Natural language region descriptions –

════════════════════

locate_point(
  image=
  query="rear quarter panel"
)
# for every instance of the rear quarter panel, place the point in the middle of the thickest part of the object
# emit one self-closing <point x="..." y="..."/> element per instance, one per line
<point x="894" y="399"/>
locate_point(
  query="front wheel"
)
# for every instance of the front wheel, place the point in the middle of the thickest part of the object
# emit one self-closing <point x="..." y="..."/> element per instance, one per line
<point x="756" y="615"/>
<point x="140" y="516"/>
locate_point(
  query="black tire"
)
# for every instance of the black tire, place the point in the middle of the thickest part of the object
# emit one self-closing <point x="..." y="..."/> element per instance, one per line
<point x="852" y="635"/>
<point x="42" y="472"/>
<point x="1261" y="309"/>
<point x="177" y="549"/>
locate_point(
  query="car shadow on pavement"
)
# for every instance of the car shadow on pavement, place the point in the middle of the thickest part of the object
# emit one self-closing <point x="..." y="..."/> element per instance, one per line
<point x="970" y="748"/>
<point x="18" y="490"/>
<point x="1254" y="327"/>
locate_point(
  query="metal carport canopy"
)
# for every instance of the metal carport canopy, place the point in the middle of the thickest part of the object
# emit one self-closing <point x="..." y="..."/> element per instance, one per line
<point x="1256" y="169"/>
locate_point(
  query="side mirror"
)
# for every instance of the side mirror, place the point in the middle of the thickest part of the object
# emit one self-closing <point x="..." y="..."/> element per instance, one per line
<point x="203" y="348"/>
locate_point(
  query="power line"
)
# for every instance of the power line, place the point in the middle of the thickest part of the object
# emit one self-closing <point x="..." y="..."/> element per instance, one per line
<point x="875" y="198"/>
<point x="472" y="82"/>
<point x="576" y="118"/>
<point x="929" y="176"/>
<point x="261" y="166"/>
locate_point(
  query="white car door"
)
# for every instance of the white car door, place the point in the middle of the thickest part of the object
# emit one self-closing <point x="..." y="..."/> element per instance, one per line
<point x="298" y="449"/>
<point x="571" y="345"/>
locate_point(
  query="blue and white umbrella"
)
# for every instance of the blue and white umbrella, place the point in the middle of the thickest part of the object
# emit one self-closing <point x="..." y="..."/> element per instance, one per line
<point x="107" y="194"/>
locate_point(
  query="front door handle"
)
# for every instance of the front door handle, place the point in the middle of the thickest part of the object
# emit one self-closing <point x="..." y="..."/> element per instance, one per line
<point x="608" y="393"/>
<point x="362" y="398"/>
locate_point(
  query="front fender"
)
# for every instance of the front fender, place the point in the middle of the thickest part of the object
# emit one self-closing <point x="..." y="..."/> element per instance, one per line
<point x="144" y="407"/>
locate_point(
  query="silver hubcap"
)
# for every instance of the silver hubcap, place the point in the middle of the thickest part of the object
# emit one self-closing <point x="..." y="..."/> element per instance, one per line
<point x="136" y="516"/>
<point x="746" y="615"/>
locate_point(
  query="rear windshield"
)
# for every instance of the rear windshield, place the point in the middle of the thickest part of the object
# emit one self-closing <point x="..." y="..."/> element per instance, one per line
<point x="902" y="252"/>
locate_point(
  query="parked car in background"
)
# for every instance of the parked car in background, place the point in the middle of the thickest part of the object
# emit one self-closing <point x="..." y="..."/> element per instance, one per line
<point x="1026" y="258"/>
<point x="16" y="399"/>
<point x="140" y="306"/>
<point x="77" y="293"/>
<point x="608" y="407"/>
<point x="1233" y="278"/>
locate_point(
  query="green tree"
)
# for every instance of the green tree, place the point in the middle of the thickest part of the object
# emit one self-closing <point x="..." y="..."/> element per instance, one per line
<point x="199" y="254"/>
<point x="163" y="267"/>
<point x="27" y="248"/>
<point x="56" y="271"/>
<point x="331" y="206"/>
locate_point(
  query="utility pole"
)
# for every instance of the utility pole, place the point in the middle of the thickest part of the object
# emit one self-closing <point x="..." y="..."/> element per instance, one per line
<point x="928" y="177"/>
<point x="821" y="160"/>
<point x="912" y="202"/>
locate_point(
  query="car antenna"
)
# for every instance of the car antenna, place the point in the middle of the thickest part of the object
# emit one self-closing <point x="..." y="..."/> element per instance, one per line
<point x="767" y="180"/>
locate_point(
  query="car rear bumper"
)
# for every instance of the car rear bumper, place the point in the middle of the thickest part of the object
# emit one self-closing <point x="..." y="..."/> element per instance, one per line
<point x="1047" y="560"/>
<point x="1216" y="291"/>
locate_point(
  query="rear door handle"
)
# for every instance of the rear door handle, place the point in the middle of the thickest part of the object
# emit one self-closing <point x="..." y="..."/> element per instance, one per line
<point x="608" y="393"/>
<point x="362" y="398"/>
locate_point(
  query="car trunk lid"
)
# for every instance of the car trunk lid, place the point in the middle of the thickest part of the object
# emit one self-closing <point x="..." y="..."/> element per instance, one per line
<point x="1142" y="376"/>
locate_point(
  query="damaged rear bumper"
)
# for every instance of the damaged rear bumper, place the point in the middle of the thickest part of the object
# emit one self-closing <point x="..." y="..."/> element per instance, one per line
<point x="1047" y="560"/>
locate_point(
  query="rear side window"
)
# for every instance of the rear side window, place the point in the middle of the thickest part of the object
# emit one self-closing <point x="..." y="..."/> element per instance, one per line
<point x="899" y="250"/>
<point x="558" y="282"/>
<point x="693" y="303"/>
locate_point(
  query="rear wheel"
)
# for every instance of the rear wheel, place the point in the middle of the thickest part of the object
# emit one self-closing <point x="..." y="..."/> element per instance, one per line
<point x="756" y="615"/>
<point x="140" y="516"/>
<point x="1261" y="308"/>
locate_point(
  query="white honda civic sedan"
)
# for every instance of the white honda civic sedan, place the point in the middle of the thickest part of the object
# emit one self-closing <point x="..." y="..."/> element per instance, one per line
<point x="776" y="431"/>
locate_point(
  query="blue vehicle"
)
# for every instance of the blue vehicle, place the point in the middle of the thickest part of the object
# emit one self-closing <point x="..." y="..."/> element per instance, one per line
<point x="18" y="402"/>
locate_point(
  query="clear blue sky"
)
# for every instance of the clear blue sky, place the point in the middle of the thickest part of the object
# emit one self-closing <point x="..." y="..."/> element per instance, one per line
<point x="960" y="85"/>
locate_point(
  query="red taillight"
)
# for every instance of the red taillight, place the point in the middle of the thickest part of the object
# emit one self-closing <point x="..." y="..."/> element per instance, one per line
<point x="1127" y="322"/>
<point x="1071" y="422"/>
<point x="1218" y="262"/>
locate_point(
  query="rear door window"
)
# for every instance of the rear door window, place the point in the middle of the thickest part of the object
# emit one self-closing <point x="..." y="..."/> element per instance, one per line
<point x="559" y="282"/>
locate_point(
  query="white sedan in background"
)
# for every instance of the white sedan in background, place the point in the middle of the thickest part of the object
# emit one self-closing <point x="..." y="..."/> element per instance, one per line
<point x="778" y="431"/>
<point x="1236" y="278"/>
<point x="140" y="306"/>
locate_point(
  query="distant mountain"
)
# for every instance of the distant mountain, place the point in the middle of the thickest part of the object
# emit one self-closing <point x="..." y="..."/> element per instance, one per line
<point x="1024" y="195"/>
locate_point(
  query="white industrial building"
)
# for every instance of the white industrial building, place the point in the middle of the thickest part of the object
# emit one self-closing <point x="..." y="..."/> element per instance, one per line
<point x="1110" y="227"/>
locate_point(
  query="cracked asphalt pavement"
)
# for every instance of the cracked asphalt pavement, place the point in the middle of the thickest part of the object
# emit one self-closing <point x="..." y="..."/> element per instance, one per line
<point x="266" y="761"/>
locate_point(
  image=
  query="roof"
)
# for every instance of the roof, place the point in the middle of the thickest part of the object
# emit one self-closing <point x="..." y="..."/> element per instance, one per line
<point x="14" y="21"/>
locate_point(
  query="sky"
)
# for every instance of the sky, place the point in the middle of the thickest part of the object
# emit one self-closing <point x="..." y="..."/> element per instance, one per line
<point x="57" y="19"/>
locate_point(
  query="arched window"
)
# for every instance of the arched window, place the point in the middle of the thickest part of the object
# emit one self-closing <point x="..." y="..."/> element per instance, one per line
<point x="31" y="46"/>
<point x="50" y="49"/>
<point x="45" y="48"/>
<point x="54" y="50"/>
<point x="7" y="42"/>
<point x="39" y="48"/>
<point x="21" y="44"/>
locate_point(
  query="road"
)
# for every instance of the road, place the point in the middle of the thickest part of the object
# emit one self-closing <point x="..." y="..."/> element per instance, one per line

════════════════════

TASK DETAILS – All lines above in which the word "carport" occurs should be identified and copied.

RESULT OF THIS EXERCISE –
  query="metal carport canopy"
# for every instance of the metal carport canopy, place the point in the middle of the thickest part of the object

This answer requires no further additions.